*** Dataset excerpts ***
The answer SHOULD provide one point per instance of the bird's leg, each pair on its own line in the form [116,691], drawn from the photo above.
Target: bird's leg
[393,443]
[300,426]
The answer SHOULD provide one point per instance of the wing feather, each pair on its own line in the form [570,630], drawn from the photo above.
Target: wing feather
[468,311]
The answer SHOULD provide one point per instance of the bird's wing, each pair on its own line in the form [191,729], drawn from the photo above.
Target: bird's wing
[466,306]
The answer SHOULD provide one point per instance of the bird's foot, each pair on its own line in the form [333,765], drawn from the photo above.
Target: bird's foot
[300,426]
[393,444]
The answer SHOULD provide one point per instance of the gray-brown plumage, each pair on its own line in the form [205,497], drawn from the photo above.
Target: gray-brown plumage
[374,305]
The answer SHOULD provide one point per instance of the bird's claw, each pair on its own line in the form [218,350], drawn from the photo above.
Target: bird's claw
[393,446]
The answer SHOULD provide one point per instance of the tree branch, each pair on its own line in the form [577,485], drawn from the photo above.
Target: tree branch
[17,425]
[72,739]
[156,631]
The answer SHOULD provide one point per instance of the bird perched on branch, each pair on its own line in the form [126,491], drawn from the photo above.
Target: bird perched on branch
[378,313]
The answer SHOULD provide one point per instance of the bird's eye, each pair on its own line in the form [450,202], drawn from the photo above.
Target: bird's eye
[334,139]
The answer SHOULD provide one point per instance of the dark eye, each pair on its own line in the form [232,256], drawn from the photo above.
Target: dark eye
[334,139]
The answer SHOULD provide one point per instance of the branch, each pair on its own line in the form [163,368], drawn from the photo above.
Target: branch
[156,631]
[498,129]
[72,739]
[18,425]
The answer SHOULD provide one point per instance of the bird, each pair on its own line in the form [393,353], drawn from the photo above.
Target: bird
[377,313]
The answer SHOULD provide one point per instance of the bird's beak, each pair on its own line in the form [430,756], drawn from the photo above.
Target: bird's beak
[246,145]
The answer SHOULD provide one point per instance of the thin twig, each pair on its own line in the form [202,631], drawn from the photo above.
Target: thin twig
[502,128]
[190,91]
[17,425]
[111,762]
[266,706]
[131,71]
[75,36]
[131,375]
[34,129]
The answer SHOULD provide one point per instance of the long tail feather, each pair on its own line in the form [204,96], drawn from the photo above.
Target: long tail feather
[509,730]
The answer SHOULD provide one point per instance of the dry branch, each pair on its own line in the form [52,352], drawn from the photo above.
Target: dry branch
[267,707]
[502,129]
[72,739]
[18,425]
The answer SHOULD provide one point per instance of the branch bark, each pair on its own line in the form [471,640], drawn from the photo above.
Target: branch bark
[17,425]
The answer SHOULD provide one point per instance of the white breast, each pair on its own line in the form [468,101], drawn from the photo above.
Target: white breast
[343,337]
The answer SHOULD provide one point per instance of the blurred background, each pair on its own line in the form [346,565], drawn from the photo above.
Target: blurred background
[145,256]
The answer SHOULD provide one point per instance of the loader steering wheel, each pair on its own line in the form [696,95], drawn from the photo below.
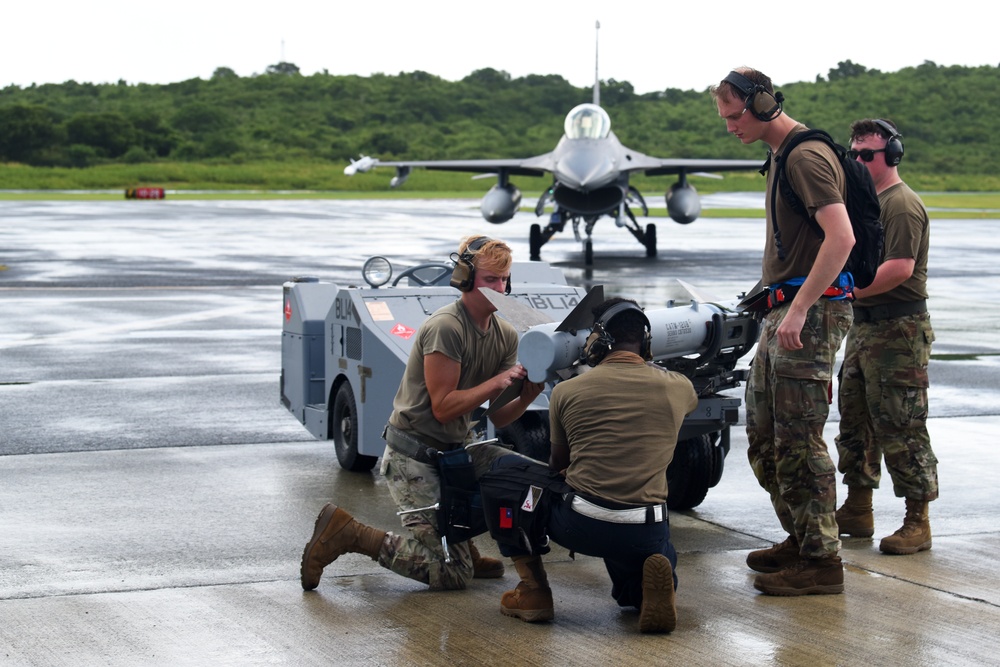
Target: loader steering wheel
[427,275]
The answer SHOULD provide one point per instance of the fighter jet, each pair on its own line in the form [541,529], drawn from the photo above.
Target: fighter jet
[590,171]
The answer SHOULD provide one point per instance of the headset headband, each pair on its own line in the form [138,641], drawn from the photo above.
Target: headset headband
[764,106]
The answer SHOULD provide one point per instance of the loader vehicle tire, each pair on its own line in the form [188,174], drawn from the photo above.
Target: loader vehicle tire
[344,431]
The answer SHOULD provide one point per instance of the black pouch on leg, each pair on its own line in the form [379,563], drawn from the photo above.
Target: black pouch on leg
[460,515]
[517,497]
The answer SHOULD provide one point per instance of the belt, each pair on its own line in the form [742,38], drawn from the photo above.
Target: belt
[410,446]
[779,295]
[650,514]
[889,311]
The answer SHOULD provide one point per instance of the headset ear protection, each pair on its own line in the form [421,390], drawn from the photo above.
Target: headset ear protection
[600,342]
[763,105]
[894,146]
[463,276]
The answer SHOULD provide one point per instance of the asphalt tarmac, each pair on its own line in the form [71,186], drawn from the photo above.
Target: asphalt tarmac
[155,496]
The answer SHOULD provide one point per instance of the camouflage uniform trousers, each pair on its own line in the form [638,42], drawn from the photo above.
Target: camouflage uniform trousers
[788,401]
[421,556]
[883,407]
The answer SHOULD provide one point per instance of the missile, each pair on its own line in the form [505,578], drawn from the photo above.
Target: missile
[677,331]
[699,328]
[362,164]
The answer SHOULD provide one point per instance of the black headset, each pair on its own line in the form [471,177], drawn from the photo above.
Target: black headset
[894,146]
[600,342]
[762,104]
[463,276]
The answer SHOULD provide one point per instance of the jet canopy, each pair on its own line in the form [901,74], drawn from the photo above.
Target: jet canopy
[587,121]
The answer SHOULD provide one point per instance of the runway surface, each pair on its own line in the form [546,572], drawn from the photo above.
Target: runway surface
[155,495]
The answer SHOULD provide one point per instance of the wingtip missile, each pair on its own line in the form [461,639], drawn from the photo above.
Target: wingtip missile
[361,165]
*** End of Dataset excerpts ***
_Assignment:_
Copy every record exactly, leaving the pictures out.

_Response for this exercise:_
The answer SHOULD provide one point per instance of the bird's leg, each pair on its own line in the form [116,691], drawn from the photo above.
Target: bird's leg
[393,443]
[300,426]
The answer SHOULD provide one point per instance of the wing feather, each pair on its own line in the form [570,630], drawn from the photo above.
Target: wing feather
[468,311]
The answer SHOULD provide one point per instance of the bird's wing, each pair on its own line in the form [191,729], drawn from the photo above.
Target: bird's wing
[466,306]
The answer SHOULD provide one point per instance of the bird's foot, each pair on its own line in the form [333,765], drawn from the photo above.
Target: bird's foot
[300,426]
[393,444]
The answer SHOULD provide one point per instance of the gray-brown plumage, each pair on its own line in the form [205,497], drawn from the photo above.
Target: gray-brown plumage
[374,305]
The answer SHOULD provide one point per instance of the bird's claw, each pair on its own line in the form [218,350], drawn from the photo above.
Target: bird's claw
[393,446]
The answer SHOULD provide one point per instance of the tree branch, each pair on its own line in the form [577,485], drawn from the photo above.
Target: tree branch
[17,425]
[72,739]
[156,631]
The answer SHOULD provide one point per instance of the bird perched on branch, each pair on its own line in the form [126,491], drawn from the photo above.
Target: bird perched on branch
[378,313]
The answer SHOULD provide one point per instance of the bird's eye, each pair on its own line in the form [450,202], drawn from the photo above.
Target: bird's eye
[334,139]
The answer SHOULD provide one point per instance of the dark eye, each pair on its own line in the form [232,256], drawn from the photo above.
Target: dark eye
[334,139]
The answer SHOULD provide one point per instance of the branch, each pair on its own line in the form [163,368], drawn from the photo above.
Target: branch
[156,631]
[498,129]
[72,739]
[18,425]
The answer SHOULD provide one point per instance of the bird, each pair on its own line in the form [393,353], drawn from the photo above.
Target: bird
[377,313]
The answer SHOULD provide one point per instance of the bird's beak, each pair on its own line in the form [430,756], drawn from the photo above.
Target: bird's beak
[246,145]
The answer SHOULD provide one point per instance of the thin twig, each pair on its own line in the form [202,631], drawn from the photo above.
Target: thin twig
[502,128]
[190,91]
[17,425]
[111,762]
[266,706]
[131,71]
[75,36]
[131,375]
[34,129]
The answer SHOULD provide one point per instance of the long tail feather, each pair on its own line in the form [204,96], drawn from the photo above.
Target: long tail feather
[509,730]
The answer SHOULD provide one point per instance of the dry branch, each pair on its own line in the form [52,352], drawn from the photo above.
Target: dry branch
[267,707]
[502,129]
[72,739]
[18,425]
The answer SHOULD provide one point per instance of the branch bark, each pair on its own line in the form [471,640], drawn from the photo above.
Target: branch bark
[17,425]
The answer SHOULD provide one point per instance of the white breast, each pair on its own line in the form [468,101], drawn from the photo above.
Target: white breast
[343,337]
The answer SHOULD provide one point per instance of the blurred background, each pair on its own line in the form [346,565], drawn from the photo above.
Target: blurred background
[145,256]
The answer SHOULD provide one point per instance of the loader steering wheel, each pair on its own line in the form [696,95], drawn from the photo below.
Target: loader steering wheel
[427,275]
The answer SHOULD provide one point per instance of the fighter jet, each pair on its own line in the form [541,529], drawn from the photo above.
Target: fighter jet
[590,171]
The answer SHOULD provide one point per instance of the headset headband, each pair on its own line in the form [138,641], drawn from the photo above.
Target: headset headband
[764,106]
The answer SHOULD provide one point per instance of the loader vehicle tire, each pair on its own line in the form [188,174], drawn from the photo above.
Target: loader vehicle tire
[344,431]
The answer SHOULD provide one point per instance of the black pouch on leg, each pair on its own line in the form [379,563], drawn from the photo above.
Target: black pouch on leg
[460,515]
[517,497]
The answer SHOULD provide one point per instance of the belt, each pair on its own line in the form [742,38], drawn from the photo above.
Target: belt
[410,446]
[779,295]
[650,514]
[889,311]
The answer SHOULD provide one point per instance of the headset ear protection, each pair on its own line in the form [421,390], drawn from the photo above.
Target: headset ear protection
[600,342]
[763,105]
[894,146]
[463,276]
The answer SHOULD provide one point per instance of the asphalt tarmac, each pair on its own line in the form [71,186], drawn from the photo above.
Target: asphalt tarmac
[155,496]
The answer SHOULD provide one point per instance of the camouflage uniform trousers, each pair on its own line in the form [638,42], drawn from the photo above.
Target: camouflage uniform trousers
[788,401]
[421,556]
[883,407]
The answer SHOULD provide one point per instance of the missile, each pair on its own line in the form [505,578], drawn from the photo above.
Target: missile
[677,331]
[699,328]
[362,164]
The answer SHOULD provide one point per instance of the black headset, each pair on its own line in the form [471,177], drawn from the photo above.
Target: black headset
[894,146]
[600,342]
[762,104]
[463,276]
The answer SHOULD provide one point per instance of the jet canopy, each pair on its own line in the form [901,74], drawn from the photo above.
Target: jet canopy
[587,121]
The answer SHOULD provide one point per instance of the runway surface, each pair on its own line in the form [546,572], drawn from the photo above.
Target: runway surface
[155,495]
The answer SHOULD provide one point per instance of the wingtip missile, each pair on its own line in the form [461,639], drawn from the photo above.
Target: wingtip missile
[361,165]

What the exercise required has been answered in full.